What to produce – The records that follow must be repeated verbatim, every one of them.

Data to process –
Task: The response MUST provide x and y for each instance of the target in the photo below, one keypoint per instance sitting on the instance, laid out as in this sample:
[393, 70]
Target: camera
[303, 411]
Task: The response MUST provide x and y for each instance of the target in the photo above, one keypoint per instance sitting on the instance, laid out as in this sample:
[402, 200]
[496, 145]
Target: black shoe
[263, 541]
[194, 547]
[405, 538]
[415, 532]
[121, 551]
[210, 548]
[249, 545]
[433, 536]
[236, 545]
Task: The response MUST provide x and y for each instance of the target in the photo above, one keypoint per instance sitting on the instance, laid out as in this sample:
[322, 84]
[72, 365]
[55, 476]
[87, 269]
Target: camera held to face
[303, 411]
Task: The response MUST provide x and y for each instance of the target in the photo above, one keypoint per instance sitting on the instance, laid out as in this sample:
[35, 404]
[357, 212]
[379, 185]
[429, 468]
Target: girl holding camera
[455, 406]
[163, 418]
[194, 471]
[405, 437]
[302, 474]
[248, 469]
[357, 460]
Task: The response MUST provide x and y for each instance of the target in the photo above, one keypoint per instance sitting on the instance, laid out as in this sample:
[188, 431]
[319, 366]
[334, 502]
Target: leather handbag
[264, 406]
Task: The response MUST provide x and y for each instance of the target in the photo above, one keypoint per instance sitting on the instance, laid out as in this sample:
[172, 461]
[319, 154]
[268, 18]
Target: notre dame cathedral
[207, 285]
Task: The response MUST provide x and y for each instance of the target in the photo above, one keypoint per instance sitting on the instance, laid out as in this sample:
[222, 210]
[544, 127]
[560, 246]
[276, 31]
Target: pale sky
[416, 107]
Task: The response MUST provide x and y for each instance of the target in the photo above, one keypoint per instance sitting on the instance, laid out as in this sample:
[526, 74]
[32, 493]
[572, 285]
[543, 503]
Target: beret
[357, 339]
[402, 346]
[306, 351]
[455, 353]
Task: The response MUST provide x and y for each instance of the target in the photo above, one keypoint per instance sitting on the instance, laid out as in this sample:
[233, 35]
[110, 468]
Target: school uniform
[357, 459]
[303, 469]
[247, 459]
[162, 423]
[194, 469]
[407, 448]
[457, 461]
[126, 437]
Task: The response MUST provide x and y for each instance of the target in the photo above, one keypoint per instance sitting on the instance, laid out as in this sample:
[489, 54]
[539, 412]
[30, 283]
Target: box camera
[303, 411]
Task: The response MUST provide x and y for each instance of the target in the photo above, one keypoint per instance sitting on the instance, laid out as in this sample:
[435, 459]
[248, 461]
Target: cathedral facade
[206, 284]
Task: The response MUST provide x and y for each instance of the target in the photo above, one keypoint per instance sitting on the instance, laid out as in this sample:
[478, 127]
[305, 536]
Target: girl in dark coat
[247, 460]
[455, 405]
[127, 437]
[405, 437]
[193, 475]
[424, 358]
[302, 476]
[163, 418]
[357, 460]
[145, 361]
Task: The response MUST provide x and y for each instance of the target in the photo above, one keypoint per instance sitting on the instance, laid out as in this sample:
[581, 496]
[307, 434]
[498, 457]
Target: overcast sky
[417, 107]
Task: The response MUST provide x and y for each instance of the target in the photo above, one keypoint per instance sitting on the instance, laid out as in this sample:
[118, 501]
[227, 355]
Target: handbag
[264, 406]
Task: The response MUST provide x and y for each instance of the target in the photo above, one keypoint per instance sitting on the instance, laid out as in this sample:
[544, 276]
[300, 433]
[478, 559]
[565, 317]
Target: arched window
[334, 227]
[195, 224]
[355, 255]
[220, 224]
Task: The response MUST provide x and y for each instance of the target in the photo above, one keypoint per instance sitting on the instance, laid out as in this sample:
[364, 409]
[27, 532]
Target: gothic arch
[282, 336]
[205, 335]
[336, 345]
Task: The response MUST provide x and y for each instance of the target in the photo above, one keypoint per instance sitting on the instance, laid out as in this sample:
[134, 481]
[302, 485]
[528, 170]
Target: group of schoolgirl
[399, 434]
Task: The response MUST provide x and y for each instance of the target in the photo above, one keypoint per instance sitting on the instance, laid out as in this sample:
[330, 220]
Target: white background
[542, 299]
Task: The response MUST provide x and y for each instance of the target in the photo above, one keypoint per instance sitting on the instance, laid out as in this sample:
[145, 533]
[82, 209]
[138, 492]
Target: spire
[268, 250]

Solved exercise –
Task: The response MUST provide x and y for each instance of the target in the photo below, one keypoint per instance sitting on the instance, laid out as in this sample:
[393, 70]
Target: camera
[303, 411]
Task: The response MUST provide x and y for each instance of the target in the photo above, one keypoint per instance sitting on the instance, laid out as in this sample:
[402, 200]
[496, 145]
Target: black shoe
[263, 541]
[194, 547]
[405, 538]
[415, 532]
[121, 551]
[210, 548]
[249, 545]
[433, 536]
[236, 545]
Task: The response MUST provide x and y for each instance of the target in the photo above, one keypoint per instance sitting on the instance, laid out as in this sample:
[322, 84]
[72, 365]
[55, 476]
[87, 269]
Target: camera held to face
[303, 411]
Task: The response MUST provide x and y for each instance of the target in the photo above, one keypoint per instance sitting on the instance, laid out as in this sample:
[35, 404]
[357, 212]
[379, 185]
[429, 468]
Target: girl holding camera
[455, 406]
[163, 418]
[194, 471]
[405, 437]
[302, 474]
[248, 469]
[357, 460]
Task: The response MUST provide x and y for each instance of the target in the photo above, one keypoint per instance sitting on the instance, laid out as in this sample:
[188, 431]
[319, 366]
[334, 502]
Target: leather handbag
[264, 406]
Task: The response MUST provide x and y for each instance of the target in the photo above, one keypoint per instance sitting on the instance, laid out as in this sample:
[172, 461]
[319, 154]
[268, 18]
Target: notre dame cathedral
[207, 285]
Task: The response MUST provide x and y for each instance of the target in the photo above, one keypoint per instance sitting on the instance, laid out as in this sample:
[222, 210]
[544, 127]
[560, 246]
[276, 31]
Target: pale sky
[416, 107]
Task: The response MUST provide x and y for each instance of the target in the photo above, one keypoint per instance sitting on the instance, laid out as in this sample:
[526, 74]
[32, 493]
[572, 285]
[543, 503]
Target: beret
[357, 339]
[402, 346]
[306, 351]
[455, 353]
Task: The response MUST provide x and y for each instance of the target in the photo above, one keypoint per instance sitting on the instance, laid out as in this sample:
[233, 35]
[110, 468]
Target: school uniform
[357, 459]
[303, 469]
[247, 459]
[162, 423]
[194, 469]
[407, 448]
[457, 461]
[126, 437]
Task: The response MUST provide x and y for each instance of the target in the photo above, one keypoint per instance sitting on the instance, laid out as in this sample:
[489, 54]
[539, 412]
[30, 283]
Target: box camera
[303, 411]
Task: The response MUST provide x and y for each instance of the target in the photo above, one keypoint per instance sitting on the instance, laid out as in this sample:
[435, 459]
[248, 461]
Target: cathedral facade
[206, 284]
Task: The response MUST provide x and y for each instance of the target in the photo above, one keypoint per instance sitting on the instance, laid out as in this sample:
[478, 127]
[305, 536]
Target: girl in dark coat
[247, 460]
[455, 405]
[127, 437]
[405, 437]
[193, 475]
[424, 358]
[302, 476]
[163, 418]
[357, 460]
[145, 361]
Task: The response MUST provide x and y for each instance of the target in the photo above, one keypoint per instance sitting on the instance, laid out as in this sample:
[581, 496]
[307, 434]
[498, 457]
Target: overcast sky
[417, 107]
Task: The response MUST provide x and y for each instance of the target in the photo above, one keypoint per instance sitting on the instance, laid out as in this sample:
[118, 501]
[227, 355]
Target: handbag
[264, 406]
Task: The response MUST provide x and y for each instance of the target in the photo above, one keypoint per instance sitting on the instance, laid out as in this sample:
[544, 276]
[300, 433]
[478, 559]
[565, 317]
Target: arched window
[334, 227]
[195, 224]
[355, 255]
[220, 224]
Task: The response MUST provide x and y for each instance of the target in the photo above, one keypoint per instance sitting on the instance, laid out as in this sample:
[364, 409]
[27, 532]
Target: gothic arch
[282, 336]
[205, 335]
[336, 345]
Task: The response MUST provide x and y for each instance of the target in the photo above, one keypoint per instance sitting on the instance, laid out as in this sample:
[134, 481]
[302, 485]
[528, 170]
Target: group of schoolgirl
[399, 434]
Task: The response MUST provide x and y for each instance of the target in the photo above, one keypoint per instance sitting on the instance, laid out as in this sample:
[330, 220]
Target: white background
[542, 299]
Task: The response MUST provide x and y for each instance of the target in the photo above, one keypoint per instance sitting on the instance, laid out as in this sample:
[145, 533]
[82, 209]
[138, 492]
Target: spire
[268, 250]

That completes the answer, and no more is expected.